GIVEN TEXT:

■ ■ ■ ■ ■ ■ ■

Lets examine the flow of this program a little:

A signal handler is defined, so whenever we receive a SIGCHLD, catch_child will be called.
We call fork() to spawn a child process.
The parent process continues its control flow, while the child process is doing its own chores.
When the child calls exit(), a CHLD signal is sent by the system to the parent.
The parent process' execution is interrupted, and its CHLD signal handler, catch_child, is invoked.
The wait() call in the parent causes the child to be completely removed off the system.
finally, the signal handler returns, and the parent process continues execution at the same place it was interrupted in.

Communications Via Pipes

Once we got our processes to run, we suddenly realize that they cannot communicate. After all, often when we start one process from another, they are supposed to accomplish some related tasks. One of the mechanisms that allow related-processes to communicate is the pipe, or the anonymous pipe.

What Is A Pipe?

One of the mechanisms that allow related-processes to communicate is the pipe, or the anonymous pipe. A pipe is a one-way mechanism that allows two related processes (i.e. one is an ancestor of the other) to send a byte stream from one of them to the other one. Naturally, to use such a channel properly, one needs to form some kind of protocol in which data is sent over the pipe. Also, if we want a two-way communication, we'll need two pipes, and a lot of caution...

The system assures us of one thing: The order in which data is written to the pipe, is the same order as that in which data is read from the pipe. The system also assures that data won't get lost in the middle, unless one of the processes (the sender or the receiver) exits prematurely.

The `pipe()` System Call

This system call is used to create a read-write pipe that may later be used to communicate with a process we'll fork off. The call takes as an argument an array of 2 integers that will be used to save the two file descriptors used to access the pipe. The first to read from the pipe, and the second to write to the pipe. Here is how to use this function:


/* first, define an array to store the two file descriptors */
int pipes[2];

/* now, create the pipe */
int rc = pipe(pipes);
if (rc == -1) { /* pipe() failed */
    perror("pipe");
    exit(1);
}

If the call to pipe() succeeded, a pipe will be created, pipes[0] will contain the number of its read file descriptor, and pipes[1] will contain the number of its write file descriptor.

■ ■ ■ ■ ■ ■ ■

DATA:
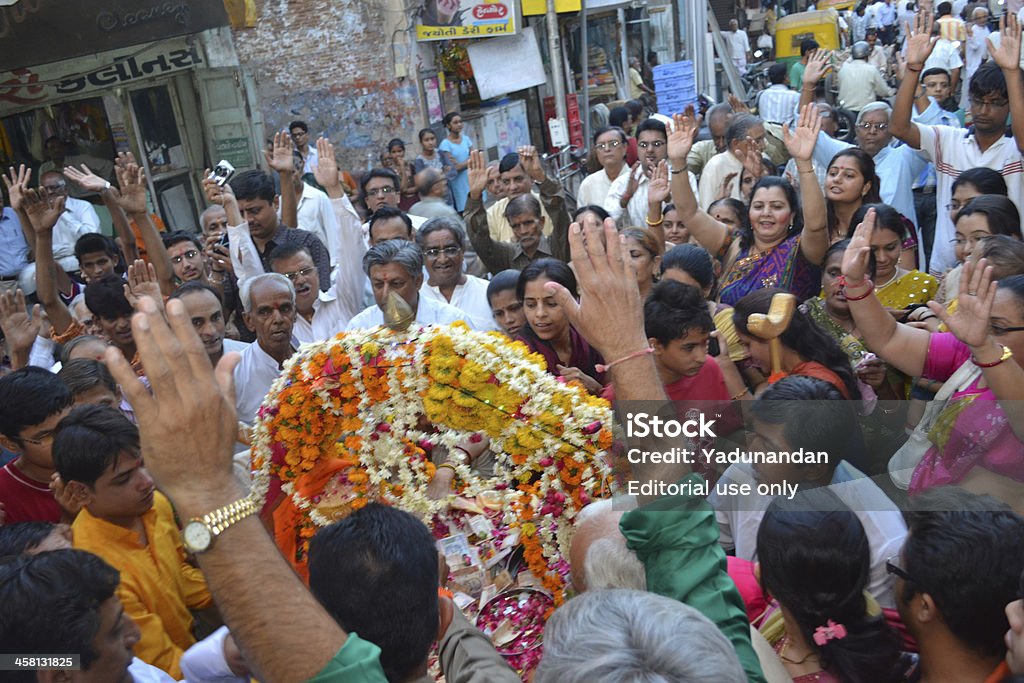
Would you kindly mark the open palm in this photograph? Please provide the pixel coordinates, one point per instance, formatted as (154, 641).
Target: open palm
(800, 142)
(681, 137)
(1007, 55)
(977, 292)
(920, 42)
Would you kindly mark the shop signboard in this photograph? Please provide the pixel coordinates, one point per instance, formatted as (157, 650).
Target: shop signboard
(235, 151)
(539, 7)
(449, 19)
(59, 81)
(45, 31)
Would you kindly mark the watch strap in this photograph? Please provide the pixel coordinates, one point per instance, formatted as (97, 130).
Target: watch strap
(221, 518)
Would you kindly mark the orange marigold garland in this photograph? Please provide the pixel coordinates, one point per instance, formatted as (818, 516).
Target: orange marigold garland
(343, 425)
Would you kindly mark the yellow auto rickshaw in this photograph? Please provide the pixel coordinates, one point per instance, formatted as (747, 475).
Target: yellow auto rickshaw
(821, 25)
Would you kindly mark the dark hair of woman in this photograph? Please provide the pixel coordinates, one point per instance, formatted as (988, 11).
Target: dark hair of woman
(553, 269)
(1000, 213)
(693, 260)
(815, 561)
(803, 336)
(747, 233)
(865, 165)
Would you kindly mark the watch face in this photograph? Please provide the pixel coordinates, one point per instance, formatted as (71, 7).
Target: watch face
(197, 537)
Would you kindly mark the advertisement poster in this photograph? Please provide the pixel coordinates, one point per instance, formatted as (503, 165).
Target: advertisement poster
(448, 19)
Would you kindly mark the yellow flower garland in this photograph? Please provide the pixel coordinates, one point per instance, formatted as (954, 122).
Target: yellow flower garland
(342, 426)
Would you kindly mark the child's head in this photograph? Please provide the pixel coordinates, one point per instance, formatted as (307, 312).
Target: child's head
(96, 454)
(33, 538)
(32, 402)
(678, 325)
(90, 382)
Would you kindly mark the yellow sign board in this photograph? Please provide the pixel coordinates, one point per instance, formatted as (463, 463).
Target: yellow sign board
(448, 19)
(537, 7)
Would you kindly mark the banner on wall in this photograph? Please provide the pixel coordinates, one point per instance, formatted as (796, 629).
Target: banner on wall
(540, 7)
(448, 19)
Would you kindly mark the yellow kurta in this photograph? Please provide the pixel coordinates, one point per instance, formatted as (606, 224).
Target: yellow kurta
(911, 288)
(158, 587)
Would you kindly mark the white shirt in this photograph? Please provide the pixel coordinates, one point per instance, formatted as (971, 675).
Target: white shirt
(778, 103)
(428, 311)
(316, 216)
(312, 159)
(977, 48)
(331, 313)
(141, 672)
(333, 308)
(204, 662)
(79, 218)
(253, 377)
(860, 84)
(716, 170)
(994, 38)
(738, 45)
(945, 55)
(635, 213)
(738, 519)
(471, 298)
(595, 187)
(954, 151)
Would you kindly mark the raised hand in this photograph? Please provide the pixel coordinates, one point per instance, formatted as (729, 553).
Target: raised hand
(609, 313)
(681, 138)
(1007, 55)
(131, 178)
(817, 66)
(477, 172)
(920, 42)
(190, 408)
(19, 326)
(281, 160)
(871, 373)
(217, 255)
(17, 183)
(43, 211)
(726, 188)
(124, 159)
(577, 375)
(85, 178)
(977, 292)
(753, 163)
(326, 170)
(857, 256)
(636, 171)
(142, 283)
(531, 163)
(658, 188)
(800, 143)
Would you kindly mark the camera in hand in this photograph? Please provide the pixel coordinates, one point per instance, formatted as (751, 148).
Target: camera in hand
(222, 172)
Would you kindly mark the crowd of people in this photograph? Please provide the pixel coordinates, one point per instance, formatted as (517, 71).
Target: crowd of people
(135, 368)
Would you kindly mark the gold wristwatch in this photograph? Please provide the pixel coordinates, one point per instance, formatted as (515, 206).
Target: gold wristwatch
(199, 534)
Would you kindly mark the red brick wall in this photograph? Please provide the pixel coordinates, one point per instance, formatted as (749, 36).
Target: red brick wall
(330, 63)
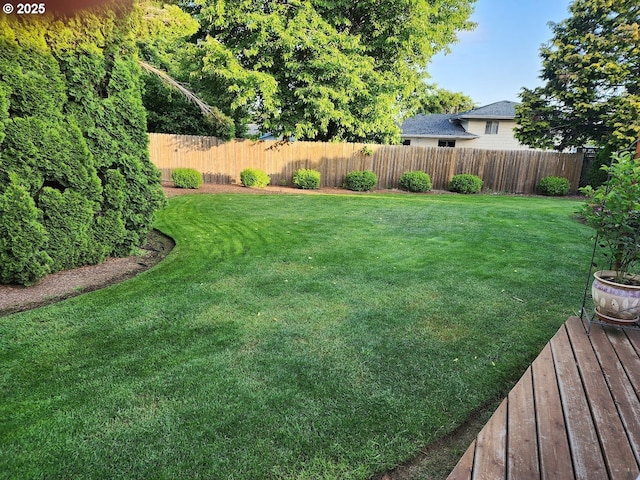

■ ■ ■ ■ ■ ■ ■

SET OF TASKS:
A. In the pipes tutorial, what does pipes[0] contain after a successful call to pipe()?
B. Reproduce the pipes tutorial from "The wait() call" to "What Is A Pipe?", word for word.

SOLUTIONS PER TASK:
A. The number of the pipe's read file descriptor.

B.
The wait() call in the parent causes the child to be completely removed off the system.
finally, the signal handler returns, and the parent process continues execution at the same place it was interrupted in.

Communications Via Pipes

Once we got our processes to run, we suddenly realize that they cannot communicate. After all, often when we start one process from another, they are supposed to accomplish some related tasks. One of the mechanisms that allow related-processes to communicate is the pipe, or the anonymous pipe.

What Is A Pipe?